(Available records)
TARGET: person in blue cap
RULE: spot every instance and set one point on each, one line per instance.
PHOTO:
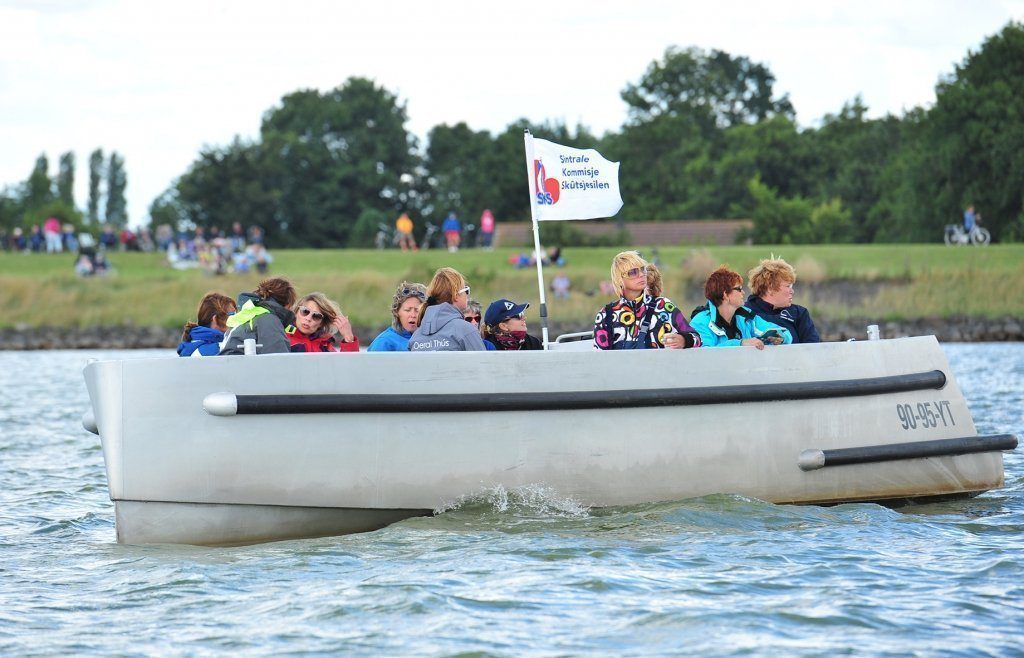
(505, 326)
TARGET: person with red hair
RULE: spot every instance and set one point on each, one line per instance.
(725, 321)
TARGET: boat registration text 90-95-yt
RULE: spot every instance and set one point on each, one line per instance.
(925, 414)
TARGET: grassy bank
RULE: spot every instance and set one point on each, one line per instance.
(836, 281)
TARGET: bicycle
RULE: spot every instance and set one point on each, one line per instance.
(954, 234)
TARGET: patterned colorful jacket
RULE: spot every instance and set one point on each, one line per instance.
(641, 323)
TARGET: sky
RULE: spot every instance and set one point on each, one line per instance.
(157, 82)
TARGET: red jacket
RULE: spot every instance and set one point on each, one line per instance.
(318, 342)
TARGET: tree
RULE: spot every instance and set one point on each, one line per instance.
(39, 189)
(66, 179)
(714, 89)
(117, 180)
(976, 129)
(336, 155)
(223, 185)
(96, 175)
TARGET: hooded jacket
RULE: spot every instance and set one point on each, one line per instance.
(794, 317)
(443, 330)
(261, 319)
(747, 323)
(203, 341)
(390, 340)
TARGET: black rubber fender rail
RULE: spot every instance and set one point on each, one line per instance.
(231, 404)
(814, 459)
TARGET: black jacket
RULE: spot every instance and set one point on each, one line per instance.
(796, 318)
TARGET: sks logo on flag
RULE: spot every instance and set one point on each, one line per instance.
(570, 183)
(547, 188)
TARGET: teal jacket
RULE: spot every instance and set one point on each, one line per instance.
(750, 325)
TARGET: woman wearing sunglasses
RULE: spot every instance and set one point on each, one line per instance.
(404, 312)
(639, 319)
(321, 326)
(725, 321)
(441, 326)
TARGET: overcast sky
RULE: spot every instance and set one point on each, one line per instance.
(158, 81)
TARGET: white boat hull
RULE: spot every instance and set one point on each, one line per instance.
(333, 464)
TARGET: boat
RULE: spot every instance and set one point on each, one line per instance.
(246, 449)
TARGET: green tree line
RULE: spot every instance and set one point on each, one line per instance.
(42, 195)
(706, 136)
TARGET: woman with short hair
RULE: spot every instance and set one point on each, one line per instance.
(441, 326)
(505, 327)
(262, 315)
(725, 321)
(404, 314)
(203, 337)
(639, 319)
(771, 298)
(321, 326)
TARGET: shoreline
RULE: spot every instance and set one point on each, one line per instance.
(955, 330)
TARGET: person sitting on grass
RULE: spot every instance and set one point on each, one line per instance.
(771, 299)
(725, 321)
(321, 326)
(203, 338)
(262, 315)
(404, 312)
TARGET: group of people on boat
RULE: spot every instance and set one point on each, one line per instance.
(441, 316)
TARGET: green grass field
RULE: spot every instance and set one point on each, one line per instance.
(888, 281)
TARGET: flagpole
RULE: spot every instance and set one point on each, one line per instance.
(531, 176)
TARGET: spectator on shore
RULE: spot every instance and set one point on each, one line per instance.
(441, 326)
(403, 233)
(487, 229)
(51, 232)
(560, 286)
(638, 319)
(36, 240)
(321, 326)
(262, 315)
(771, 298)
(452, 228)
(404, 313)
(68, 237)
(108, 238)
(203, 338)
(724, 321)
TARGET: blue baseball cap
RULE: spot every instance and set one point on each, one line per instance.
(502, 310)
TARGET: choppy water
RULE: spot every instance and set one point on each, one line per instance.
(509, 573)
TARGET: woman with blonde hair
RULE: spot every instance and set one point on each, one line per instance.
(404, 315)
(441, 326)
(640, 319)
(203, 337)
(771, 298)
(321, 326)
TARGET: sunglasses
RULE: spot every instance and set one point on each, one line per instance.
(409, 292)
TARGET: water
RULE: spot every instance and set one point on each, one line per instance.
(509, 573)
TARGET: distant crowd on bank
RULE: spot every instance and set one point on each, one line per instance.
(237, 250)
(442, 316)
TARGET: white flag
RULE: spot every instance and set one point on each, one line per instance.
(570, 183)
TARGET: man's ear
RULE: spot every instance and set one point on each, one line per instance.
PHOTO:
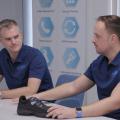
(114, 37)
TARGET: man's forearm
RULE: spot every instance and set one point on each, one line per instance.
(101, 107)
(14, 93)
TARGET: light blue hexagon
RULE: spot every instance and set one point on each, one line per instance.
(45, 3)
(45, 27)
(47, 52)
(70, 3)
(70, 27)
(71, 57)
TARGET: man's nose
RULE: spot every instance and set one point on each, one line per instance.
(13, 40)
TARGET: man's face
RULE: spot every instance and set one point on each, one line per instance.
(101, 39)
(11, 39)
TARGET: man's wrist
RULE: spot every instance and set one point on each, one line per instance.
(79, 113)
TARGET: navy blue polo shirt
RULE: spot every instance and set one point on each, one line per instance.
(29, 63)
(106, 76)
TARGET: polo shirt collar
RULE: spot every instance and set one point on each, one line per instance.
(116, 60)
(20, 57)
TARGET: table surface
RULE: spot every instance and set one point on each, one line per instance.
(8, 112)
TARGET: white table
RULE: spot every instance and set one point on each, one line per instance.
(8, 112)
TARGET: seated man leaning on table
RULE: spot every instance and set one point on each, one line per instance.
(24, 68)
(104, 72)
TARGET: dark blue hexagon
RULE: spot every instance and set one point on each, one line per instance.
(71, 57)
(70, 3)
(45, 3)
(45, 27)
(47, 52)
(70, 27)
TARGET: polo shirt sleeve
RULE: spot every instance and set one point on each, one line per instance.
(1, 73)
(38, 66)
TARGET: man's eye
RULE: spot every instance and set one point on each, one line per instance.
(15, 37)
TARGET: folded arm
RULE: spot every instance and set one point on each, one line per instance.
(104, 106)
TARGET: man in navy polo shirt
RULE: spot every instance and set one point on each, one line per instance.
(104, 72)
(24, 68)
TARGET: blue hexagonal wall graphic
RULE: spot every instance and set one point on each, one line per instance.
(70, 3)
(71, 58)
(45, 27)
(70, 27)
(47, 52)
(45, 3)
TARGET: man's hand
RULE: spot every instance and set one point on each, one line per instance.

(Work to be completed)
Could you write out all of these lines again, putting "place one point" in place of "set one point" wherever it occurs and changing nothing else? Leave the pictures out of your answer.

(Exercise result)
TARGET: person in blue cap
RULE: spot every instance and place one point on each, one line per instance.
PHOTO:
(505, 326)
TARGET: person with red hair
RULE: spot every instance and place one point on each, one line per instance.
(725, 321)
TARGET: boat registration text 90-95-yt
RULE: spot every instance and place one point on each, one line per instance.
(925, 414)
TARGET: grassy bank
RULE: spot every instance and place one point on each, one line per instance.
(836, 281)
TARGET: bicycle
RULE: spot every instance and place one point on each, one line per instance.
(954, 234)
TARGET: patterned colorful jacket
RULE: spot every instance and place one point on each, one line per instance.
(641, 323)
TARGET: sky
RULE: spot every instance and place one point on each, one line per instance.
(157, 82)
TARGET: red jacket
RULE: spot every instance and place one point on each, one line per instance.
(318, 342)
TARGET: tree
RULE: spot every instance and place one point on each, one line per instance.
(39, 189)
(66, 179)
(714, 89)
(117, 180)
(976, 129)
(336, 155)
(223, 185)
(96, 175)
TARGET: hooded jacket
RULE: spot every instance and place one point on each, one line per instance.
(794, 317)
(443, 330)
(261, 319)
(747, 323)
(203, 341)
(390, 340)
TARGET: black rubber fender rail
RULE: spot every instance and place one point on each, one line per instance.
(231, 404)
(814, 459)
TARGET: black jacket
RULE: spot every instance and place one point on each, one line per instance.
(796, 318)
TARGET: sks logo on flag
RULE: spot every instance and place one point on each, one line per instance.
(570, 183)
(547, 188)
TARGET: teal jacket
RULE: spot every instance and place one point on each, one line per instance.
(750, 325)
TARGET: woman wearing sunglasses
RULE: spot every instance and place one point on each, one line per instance.
(404, 312)
(639, 319)
(321, 326)
(725, 321)
(441, 326)
TARGET: overcast sky
RULE: spot every instance and place one point on each, one line per instance.
(158, 81)
TARGET: white boat hull
RULE: spot every instance and place one point on each, one line per instance.
(333, 464)
TARGET: boat
RULE: spot every instance and place one point on each, one line per instance.
(246, 449)
TARGET: green tree line
RULE: spot every instance and place one point on each, one line per instance.
(42, 195)
(706, 136)
TARGET: woman with short hair
RULE: spot every instance and place one point on each, one line per instance.
(441, 326)
(505, 327)
(262, 315)
(725, 321)
(404, 314)
(203, 337)
(639, 319)
(771, 298)
(321, 326)
TARGET: shoreline
RULE: spot every instance and place one point on each, one line per instance.
(955, 330)
TARGET: person sitting on grass
RULE: spot every instance and place one point on each, one line per instance.
(771, 299)
(725, 321)
(321, 326)
(203, 338)
(262, 315)
(404, 312)
TARGET: group of people on boat
RULE: spot every instance and place one point on each, one line per instance.
(441, 316)
TARGET: green grass field
RULE: spot every instance and place one point on each, one line per instance.
(888, 281)
TARGET: flagpole
RULE: spot every instance and place one point on each, one line per instance.
(531, 176)
TARGET: spectator on shore
RULE: spot every instance and place one point on each, one line per instance.
(441, 326)
(403, 233)
(487, 229)
(51, 232)
(560, 286)
(638, 319)
(36, 240)
(321, 326)
(262, 315)
(771, 298)
(452, 228)
(404, 313)
(68, 237)
(108, 238)
(203, 338)
(724, 321)
TARGET: blue baseball cap
RULE: spot every instance and place one point on each, one line per instance.
(502, 310)
TARGET: choppy water
RULE: spot every instance and place one point on each, one line per instance.
(509, 573)
TARGET: woman with blonde hair
RULE: spot every instance and place one point on each, one line per instance.
(404, 315)
(441, 326)
(640, 319)
(203, 337)
(771, 298)
(321, 326)
TARGET: sunglasses
RULE: spot every instance and place one point on each, one line per instance.
(409, 292)
TARGET: water
RULE: spot every instance and place one point on each, one line per instance.
(509, 573)
TARGET: distant crowd on bank
RULE: spot every instance and place one point on each, one line per instance.
(237, 250)
(442, 316)
TARGET: white flag
RULE: spot every instance and place one point on each, one line per instance.
(570, 183)
TARGET: man's ear
RULE: spot every instance and place one point on each, one line per instance.
PHOTO:
(114, 37)
TARGET: man's forearm
RULE: spot every instance and place one point on each, one line per instance.
(101, 107)
(14, 93)
TARGET: light blue hexagon
RULE: spot every instance and place one point on each, one line per instance.
(45, 3)
(45, 27)
(47, 52)
(70, 3)
(70, 27)
(71, 57)
TARGET: man's nose
RULE: spot every instance and place one point on each, one line per instance.
(13, 40)
TARGET: man's face
RULE: spot every instance and place one point on each, one line per instance.
(101, 39)
(11, 39)
TARGET: man's wrist
RULE: spot every instance and place one point on each, one line per instance.
(79, 113)
TARGET: navy blue polo shirt
RULE: spot every instance and place one point on each, one line per instance.
(29, 63)
(106, 76)
TARGET: polo shirt collar
RULE: spot every instance and place one point on each, one line per instance.
(116, 60)
(20, 57)
TARGET: table surface
RULE: spot every instance and place one point on each, one line per instance.
(8, 112)
TARGET: white table
RULE: spot every instance and place one point on each, one line per instance.
(8, 112)
TARGET: seated man leaning on table
RULE: spot every instance and place one point on each, one line per instance.
(24, 68)
(104, 72)
TARGET: dark blue hexagon
RULE: spot every instance and place one point on each, one line per instance.
(71, 57)
(70, 3)
(45, 3)
(45, 27)
(47, 52)
(70, 27)
TARGET: polo shirt sleeve
RULE: spot every instance and place one point on each, one line per instance.
(1, 73)
(38, 66)
TARGET: man's eye
RULE: spot every instance and place one point on each, one line per instance.
(15, 37)
TARGET: folded arm
RULE: spot every instance and place one point on each, one line per instance.
(104, 106)
TARGET: man in navy polo shirt
RULE: spot every instance and place one point on each, one line per instance.
(104, 72)
(24, 68)
TARGET: blue hexagonal wall graphic
RULE: spot every instance and place one point on each, one line per instance.
(70, 3)
(71, 58)
(45, 27)
(70, 27)
(47, 52)
(45, 3)
TARGET: man's hand
RULE: spot every instance and place one point on each, one line per instance.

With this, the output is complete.